» TASK OBJECTIVE: Once you reach the line containing "Q: Point to every instance of the man's suit" in the data below, restate each line word for word up to and including the one containing "Q: Point to every instance of the seated".

» Stored data:
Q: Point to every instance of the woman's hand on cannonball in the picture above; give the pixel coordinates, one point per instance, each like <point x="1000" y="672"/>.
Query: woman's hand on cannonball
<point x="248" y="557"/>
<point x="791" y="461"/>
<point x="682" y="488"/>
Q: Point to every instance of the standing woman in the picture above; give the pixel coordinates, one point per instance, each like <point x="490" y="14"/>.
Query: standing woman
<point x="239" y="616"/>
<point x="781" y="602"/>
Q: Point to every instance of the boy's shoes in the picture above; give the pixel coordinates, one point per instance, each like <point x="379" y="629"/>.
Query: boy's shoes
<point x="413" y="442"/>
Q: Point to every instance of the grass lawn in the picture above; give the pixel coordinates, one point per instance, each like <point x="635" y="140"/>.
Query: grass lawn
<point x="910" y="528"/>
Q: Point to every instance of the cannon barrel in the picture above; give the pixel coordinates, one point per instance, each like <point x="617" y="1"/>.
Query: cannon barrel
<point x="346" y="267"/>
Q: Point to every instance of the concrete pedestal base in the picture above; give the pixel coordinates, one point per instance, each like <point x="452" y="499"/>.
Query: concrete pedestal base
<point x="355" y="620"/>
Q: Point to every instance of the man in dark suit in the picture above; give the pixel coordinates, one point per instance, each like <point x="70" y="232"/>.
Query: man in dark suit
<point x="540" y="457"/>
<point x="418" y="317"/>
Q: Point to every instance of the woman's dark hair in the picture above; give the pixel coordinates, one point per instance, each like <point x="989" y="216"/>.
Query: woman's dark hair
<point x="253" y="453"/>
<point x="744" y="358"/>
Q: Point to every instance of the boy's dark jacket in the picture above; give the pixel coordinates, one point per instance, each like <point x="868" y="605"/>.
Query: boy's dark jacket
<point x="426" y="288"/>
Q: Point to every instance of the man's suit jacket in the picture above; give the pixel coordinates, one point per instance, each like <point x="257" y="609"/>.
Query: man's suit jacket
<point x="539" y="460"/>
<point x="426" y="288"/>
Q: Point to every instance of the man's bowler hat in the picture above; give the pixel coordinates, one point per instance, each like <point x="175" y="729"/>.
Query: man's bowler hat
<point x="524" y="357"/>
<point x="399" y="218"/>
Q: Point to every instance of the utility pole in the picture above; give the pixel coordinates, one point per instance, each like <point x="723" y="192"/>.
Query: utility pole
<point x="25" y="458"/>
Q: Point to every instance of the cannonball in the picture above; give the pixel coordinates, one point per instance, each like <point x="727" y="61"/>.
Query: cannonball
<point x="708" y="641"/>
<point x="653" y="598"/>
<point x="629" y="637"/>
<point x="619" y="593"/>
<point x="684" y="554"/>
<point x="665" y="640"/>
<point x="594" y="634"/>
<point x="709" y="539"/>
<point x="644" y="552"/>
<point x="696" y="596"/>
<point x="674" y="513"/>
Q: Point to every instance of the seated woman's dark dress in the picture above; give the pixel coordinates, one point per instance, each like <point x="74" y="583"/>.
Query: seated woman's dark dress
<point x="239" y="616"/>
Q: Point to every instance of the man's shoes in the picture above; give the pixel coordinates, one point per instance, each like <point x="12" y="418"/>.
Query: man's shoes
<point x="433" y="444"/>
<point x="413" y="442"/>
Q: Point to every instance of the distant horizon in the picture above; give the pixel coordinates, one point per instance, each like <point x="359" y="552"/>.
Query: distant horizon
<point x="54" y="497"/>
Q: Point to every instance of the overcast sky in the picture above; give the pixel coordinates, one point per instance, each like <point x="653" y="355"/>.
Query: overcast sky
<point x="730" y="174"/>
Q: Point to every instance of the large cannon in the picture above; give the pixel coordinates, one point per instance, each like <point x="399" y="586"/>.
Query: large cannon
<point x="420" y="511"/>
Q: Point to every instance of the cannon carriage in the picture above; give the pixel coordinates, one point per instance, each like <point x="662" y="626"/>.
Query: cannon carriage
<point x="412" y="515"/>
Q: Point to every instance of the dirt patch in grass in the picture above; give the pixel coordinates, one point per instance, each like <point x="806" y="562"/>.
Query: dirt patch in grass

» SOLUTION FOR THIS EXERCISE:
Q: Point to every instance of the man's suit jacket in the picture above; give the pixel coordinates, one point per instance, each like <point x="257" y="609"/>.
Query: man's suit jacket
<point x="539" y="460"/>
<point x="426" y="288"/>
Q: Point to every instance of the man's bowler hat in the picture above; give the pixel coordinates, one point per instance, each like <point x="175" y="729"/>.
Query: man's bowler hat
<point x="524" y="357"/>
<point x="399" y="218"/>
Q: Point to every instance of the utility pole in the picture above; give the pixel coordinates, one point per instance, each like <point x="723" y="192"/>.
Query: utility pole
<point x="25" y="458"/>
Q: Point to every instance of the cannonball in the picture above; give the pixel coordinates, one point per instance, each like <point x="727" y="61"/>.
Query: cannonball
<point x="708" y="641"/>
<point x="653" y="598"/>
<point x="629" y="637"/>
<point x="619" y="593"/>
<point x="684" y="554"/>
<point x="665" y="640"/>
<point x="594" y="634"/>
<point x="709" y="539"/>
<point x="644" y="552"/>
<point x="696" y="596"/>
<point x="674" y="513"/>
Q: Point to every instance of the seated woman's dark dress in the picture above; give the pixel coordinates, one point per instance, each like <point x="74" y="583"/>.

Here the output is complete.